▸ **AIM OF THE EXERCISE**
Pick out each line in the records below that contains the word "blossom" and copy those lines.

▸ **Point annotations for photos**
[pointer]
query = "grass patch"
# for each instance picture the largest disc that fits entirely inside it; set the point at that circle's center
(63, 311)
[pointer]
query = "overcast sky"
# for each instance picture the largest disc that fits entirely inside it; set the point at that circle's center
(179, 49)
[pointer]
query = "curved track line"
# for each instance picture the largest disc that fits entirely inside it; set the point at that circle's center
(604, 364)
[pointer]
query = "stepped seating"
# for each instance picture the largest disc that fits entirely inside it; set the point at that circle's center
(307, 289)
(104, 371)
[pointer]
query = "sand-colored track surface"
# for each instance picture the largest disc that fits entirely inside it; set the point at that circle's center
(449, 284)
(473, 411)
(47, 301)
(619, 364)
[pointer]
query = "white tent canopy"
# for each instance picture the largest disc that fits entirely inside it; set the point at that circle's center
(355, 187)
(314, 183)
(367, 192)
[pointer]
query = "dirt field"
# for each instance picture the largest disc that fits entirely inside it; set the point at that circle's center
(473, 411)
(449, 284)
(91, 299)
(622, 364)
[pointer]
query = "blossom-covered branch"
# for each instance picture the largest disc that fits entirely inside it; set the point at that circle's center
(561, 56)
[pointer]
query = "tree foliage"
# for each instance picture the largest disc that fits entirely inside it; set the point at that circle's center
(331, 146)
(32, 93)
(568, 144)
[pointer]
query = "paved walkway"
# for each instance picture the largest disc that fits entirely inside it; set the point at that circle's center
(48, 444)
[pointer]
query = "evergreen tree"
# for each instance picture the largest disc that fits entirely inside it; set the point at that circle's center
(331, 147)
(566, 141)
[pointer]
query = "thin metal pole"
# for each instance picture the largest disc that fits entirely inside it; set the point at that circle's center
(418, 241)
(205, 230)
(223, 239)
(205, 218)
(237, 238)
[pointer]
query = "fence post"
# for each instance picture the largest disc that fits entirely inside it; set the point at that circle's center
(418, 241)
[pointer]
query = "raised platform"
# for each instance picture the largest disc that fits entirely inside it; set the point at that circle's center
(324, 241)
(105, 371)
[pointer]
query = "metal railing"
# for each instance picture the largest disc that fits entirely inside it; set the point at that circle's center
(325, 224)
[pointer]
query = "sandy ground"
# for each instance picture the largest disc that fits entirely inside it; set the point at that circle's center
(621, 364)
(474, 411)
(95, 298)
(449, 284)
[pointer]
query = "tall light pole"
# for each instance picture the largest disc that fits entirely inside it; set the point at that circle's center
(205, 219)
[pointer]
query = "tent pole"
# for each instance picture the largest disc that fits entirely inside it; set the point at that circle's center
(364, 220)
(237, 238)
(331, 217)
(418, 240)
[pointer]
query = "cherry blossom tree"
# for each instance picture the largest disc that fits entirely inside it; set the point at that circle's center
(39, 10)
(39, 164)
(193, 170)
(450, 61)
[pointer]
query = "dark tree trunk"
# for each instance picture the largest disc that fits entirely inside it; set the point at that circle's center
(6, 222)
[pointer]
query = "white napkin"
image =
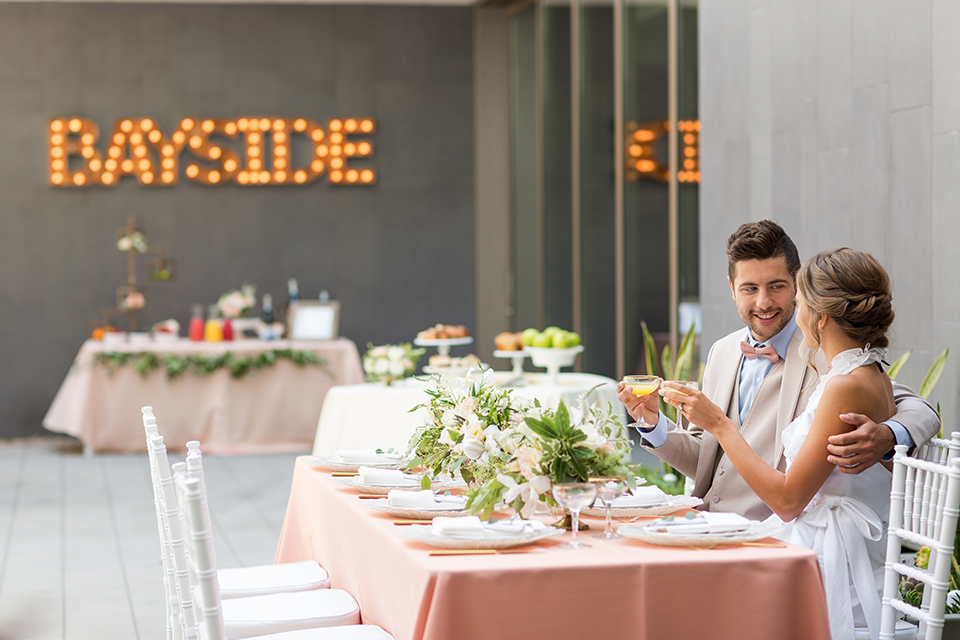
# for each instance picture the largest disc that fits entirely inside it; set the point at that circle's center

▸ **WRITTEN SOLUTION**
query = "blossom-covered branch"
query = "cherry blossom tree"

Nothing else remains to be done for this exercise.